TASK REQUIREMENTS> Repeat exactly, and only, the lines from the line bearing "Every instance of the brown shoe" through the end of the material. Do not copy the pictures.

DATA SHOWN>
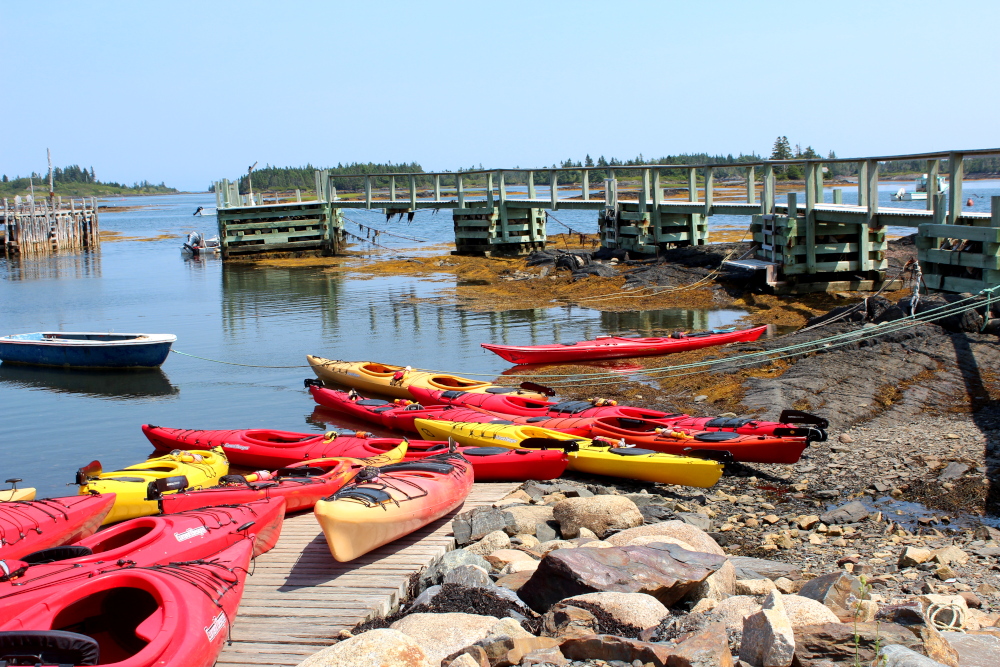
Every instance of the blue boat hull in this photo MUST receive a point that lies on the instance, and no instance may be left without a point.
(149, 355)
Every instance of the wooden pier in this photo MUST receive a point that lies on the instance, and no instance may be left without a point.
(41, 227)
(299, 598)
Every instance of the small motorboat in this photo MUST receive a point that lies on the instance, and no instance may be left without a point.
(86, 349)
(197, 245)
(615, 347)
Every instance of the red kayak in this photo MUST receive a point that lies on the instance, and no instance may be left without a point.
(746, 448)
(143, 542)
(489, 464)
(29, 525)
(617, 347)
(175, 614)
(399, 414)
(792, 423)
(258, 448)
(301, 485)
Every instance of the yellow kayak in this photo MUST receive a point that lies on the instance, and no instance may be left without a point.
(597, 457)
(200, 468)
(389, 380)
(17, 494)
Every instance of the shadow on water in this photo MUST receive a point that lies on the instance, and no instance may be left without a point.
(984, 409)
(115, 385)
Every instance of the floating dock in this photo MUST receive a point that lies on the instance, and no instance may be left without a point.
(299, 598)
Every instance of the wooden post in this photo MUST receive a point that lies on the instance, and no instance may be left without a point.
(767, 196)
(933, 169)
(956, 172)
(709, 182)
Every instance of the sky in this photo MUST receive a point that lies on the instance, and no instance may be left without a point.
(190, 92)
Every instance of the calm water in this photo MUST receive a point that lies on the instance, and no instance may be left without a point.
(54, 421)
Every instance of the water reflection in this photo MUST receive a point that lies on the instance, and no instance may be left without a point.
(84, 264)
(96, 383)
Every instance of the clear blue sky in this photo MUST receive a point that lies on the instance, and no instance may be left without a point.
(188, 92)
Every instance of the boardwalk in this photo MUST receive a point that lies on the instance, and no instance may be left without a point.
(299, 598)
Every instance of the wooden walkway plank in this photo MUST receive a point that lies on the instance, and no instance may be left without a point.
(299, 598)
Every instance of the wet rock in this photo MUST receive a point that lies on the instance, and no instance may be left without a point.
(441, 635)
(524, 518)
(666, 574)
(375, 648)
(435, 573)
(768, 639)
(820, 645)
(851, 512)
(599, 514)
(490, 542)
(974, 650)
(697, 538)
(757, 568)
(635, 609)
(895, 655)
(836, 590)
(472, 576)
(476, 523)
(567, 621)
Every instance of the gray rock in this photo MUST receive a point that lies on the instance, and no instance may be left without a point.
(895, 655)
(478, 522)
(472, 576)
(435, 573)
(953, 470)
(757, 568)
(851, 512)
(697, 520)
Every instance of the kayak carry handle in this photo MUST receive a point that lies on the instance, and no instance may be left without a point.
(799, 417)
(92, 469)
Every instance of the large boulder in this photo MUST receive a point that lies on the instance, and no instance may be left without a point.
(665, 571)
(599, 514)
(524, 518)
(441, 635)
(839, 643)
(637, 610)
(375, 648)
(768, 639)
(697, 538)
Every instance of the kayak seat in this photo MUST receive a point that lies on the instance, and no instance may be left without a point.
(484, 451)
(366, 495)
(571, 407)
(727, 422)
(304, 471)
(54, 554)
(630, 451)
(48, 647)
(717, 436)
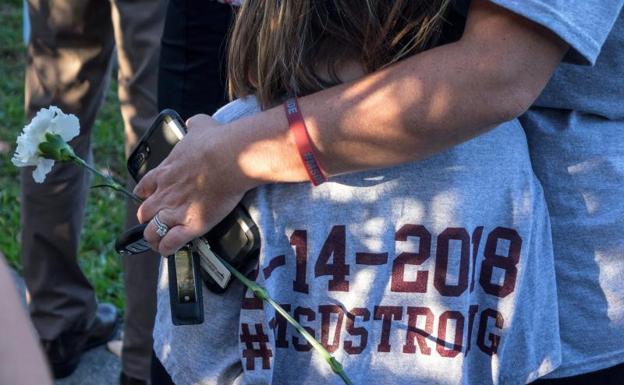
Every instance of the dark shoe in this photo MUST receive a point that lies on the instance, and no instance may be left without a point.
(124, 379)
(65, 351)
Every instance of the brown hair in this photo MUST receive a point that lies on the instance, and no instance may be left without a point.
(281, 48)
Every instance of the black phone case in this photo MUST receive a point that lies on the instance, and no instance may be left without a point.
(132, 241)
(237, 240)
(185, 313)
(136, 158)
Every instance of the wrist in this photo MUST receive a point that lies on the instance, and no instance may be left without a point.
(266, 149)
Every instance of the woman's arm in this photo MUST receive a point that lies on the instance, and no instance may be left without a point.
(406, 112)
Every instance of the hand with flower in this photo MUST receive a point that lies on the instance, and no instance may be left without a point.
(44, 141)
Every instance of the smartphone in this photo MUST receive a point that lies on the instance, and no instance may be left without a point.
(236, 238)
(185, 292)
(156, 144)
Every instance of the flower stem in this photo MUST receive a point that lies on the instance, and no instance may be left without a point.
(262, 294)
(110, 182)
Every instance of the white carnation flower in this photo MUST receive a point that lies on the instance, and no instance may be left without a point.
(48, 120)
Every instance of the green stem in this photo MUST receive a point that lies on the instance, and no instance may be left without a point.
(110, 182)
(262, 294)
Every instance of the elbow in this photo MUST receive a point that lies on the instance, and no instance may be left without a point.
(516, 101)
(515, 94)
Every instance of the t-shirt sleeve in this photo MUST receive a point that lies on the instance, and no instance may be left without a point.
(583, 24)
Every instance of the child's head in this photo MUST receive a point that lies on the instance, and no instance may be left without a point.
(283, 48)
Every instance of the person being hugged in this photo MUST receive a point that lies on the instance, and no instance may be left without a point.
(401, 224)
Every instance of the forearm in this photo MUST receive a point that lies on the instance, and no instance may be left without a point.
(417, 107)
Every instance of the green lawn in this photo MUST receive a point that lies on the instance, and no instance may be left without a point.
(105, 210)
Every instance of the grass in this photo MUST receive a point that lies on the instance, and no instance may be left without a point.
(105, 209)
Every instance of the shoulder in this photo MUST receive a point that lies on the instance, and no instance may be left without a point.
(237, 109)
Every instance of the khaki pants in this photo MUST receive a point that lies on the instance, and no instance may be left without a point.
(73, 43)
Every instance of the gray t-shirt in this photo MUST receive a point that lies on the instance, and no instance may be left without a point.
(434, 272)
(576, 140)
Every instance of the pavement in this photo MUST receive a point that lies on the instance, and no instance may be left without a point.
(98, 366)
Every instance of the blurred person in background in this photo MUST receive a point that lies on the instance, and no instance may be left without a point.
(73, 45)
(21, 358)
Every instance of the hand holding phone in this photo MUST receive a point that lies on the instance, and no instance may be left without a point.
(236, 238)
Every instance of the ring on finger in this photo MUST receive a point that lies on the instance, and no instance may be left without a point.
(161, 228)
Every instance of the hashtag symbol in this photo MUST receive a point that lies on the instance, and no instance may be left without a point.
(251, 352)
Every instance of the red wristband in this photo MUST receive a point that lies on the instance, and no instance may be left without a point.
(296, 125)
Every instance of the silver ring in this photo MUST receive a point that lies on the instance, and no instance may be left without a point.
(161, 228)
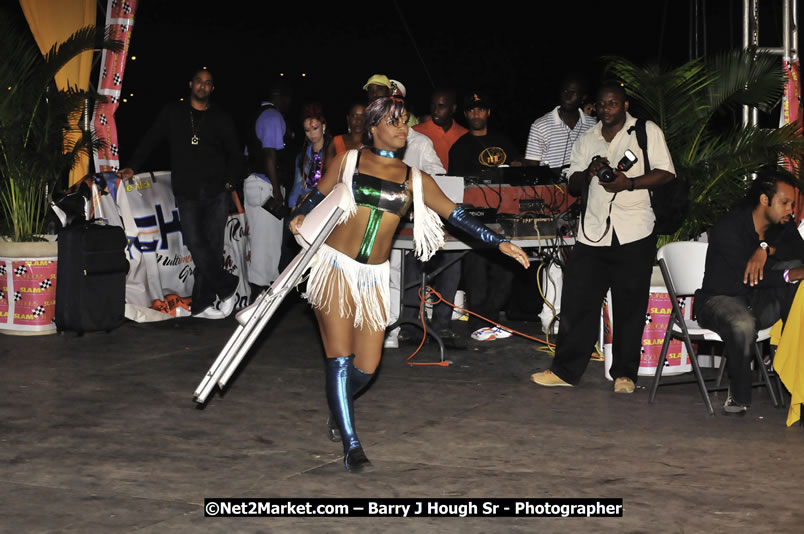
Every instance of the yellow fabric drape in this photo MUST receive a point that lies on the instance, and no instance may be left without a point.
(51, 22)
(787, 362)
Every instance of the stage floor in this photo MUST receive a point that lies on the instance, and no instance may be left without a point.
(100, 434)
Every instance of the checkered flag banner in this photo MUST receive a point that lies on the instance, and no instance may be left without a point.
(119, 25)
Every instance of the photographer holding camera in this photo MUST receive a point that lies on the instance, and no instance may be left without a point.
(616, 243)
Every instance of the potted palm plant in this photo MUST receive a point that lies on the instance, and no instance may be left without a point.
(698, 106)
(34, 159)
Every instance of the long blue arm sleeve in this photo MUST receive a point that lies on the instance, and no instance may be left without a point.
(473, 227)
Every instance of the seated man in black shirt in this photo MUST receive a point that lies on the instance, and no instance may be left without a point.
(486, 279)
(753, 265)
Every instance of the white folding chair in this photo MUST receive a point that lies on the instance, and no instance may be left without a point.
(682, 265)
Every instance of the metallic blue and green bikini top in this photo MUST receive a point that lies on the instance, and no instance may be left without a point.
(379, 196)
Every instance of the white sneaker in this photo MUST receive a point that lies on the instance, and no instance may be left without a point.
(227, 306)
(210, 312)
(490, 333)
(392, 339)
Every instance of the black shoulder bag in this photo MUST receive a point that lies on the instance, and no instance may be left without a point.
(670, 202)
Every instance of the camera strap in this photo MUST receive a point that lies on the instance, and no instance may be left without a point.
(585, 201)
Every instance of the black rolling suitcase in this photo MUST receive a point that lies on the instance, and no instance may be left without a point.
(91, 278)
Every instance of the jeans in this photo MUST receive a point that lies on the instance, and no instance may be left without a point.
(203, 223)
(737, 320)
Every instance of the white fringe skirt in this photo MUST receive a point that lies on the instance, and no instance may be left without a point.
(357, 289)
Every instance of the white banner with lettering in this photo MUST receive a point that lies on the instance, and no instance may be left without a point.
(160, 279)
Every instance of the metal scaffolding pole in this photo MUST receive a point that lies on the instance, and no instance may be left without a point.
(789, 49)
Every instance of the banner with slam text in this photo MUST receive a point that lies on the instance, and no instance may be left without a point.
(160, 279)
(119, 24)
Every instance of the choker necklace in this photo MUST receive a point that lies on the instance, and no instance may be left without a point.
(384, 153)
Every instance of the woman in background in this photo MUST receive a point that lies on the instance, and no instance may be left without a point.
(355, 125)
(310, 161)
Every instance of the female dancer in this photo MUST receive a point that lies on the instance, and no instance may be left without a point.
(348, 285)
(355, 122)
(310, 161)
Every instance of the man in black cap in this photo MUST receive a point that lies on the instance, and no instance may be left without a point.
(480, 148)
(486, 279)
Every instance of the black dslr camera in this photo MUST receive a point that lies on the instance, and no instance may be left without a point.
(606, 175)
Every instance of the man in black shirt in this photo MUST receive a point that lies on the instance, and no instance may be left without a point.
(487, 278)
(753, 265)
(205, 162)
(480, 148)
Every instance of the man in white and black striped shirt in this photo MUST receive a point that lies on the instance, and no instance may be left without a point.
(553, 134)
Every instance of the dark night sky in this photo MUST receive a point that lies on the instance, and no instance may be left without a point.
(516, 51)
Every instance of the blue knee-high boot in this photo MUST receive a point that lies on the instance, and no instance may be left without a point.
(359, 381)
(339, 396)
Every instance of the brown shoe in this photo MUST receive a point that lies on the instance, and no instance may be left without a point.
(549, 379)
(623, 385)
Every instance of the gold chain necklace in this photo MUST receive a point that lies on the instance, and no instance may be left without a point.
(194, 140)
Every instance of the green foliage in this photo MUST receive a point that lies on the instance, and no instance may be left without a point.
(698, 105)
(33, 118)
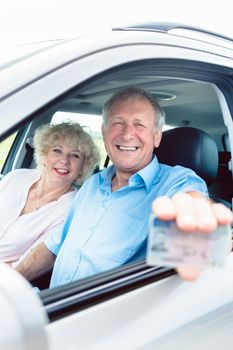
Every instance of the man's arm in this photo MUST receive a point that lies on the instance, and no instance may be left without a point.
(40, 261)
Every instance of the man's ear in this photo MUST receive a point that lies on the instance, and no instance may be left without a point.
(158, 137)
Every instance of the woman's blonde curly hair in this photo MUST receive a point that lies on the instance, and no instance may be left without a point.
(72, 134)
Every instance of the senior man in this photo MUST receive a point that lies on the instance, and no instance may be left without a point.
(107, 225)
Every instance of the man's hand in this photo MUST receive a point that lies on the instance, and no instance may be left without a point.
(192, 212)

ANSWER TO THE PROBLEM>
Every instance of the brown shoe in this photo MUST receive a point that lies on the instance, and no instance may be left without a point.
(549, 379)
(623, 385)
Every instance of the gold chain necklace in this photo MUST receive a point that lies on the instance, and no instance may be left without a point.
(194, 140)
Every instance of the green foliage in this photo MUST receive a point that lies on the instance, and no instance may be left without a point.
(698, 105)
(33, 118)
Every instance of the man's arm in this photo MUST receive a point that lies on the instance, and no instance may be left without a point.
(40, 261)
Every instance of the man's ear in this photo MUST receive a point that lies on the instance, and no instance may be left without a point.
(158, 137)
Every instance of the woman's blonde curly hair in this photo MUST receive a point that lies on the instance, and no instance may be left without a point.
(72, 134)
Every instance of the senior man in this photo MUST receive a point that lies on the instance, and no instance may be left without a point.
(107, 225)
Every instance of the man's hand in this photo MUST receive a point that lies on the instance, and no instance may be left without a point.
(192, 212)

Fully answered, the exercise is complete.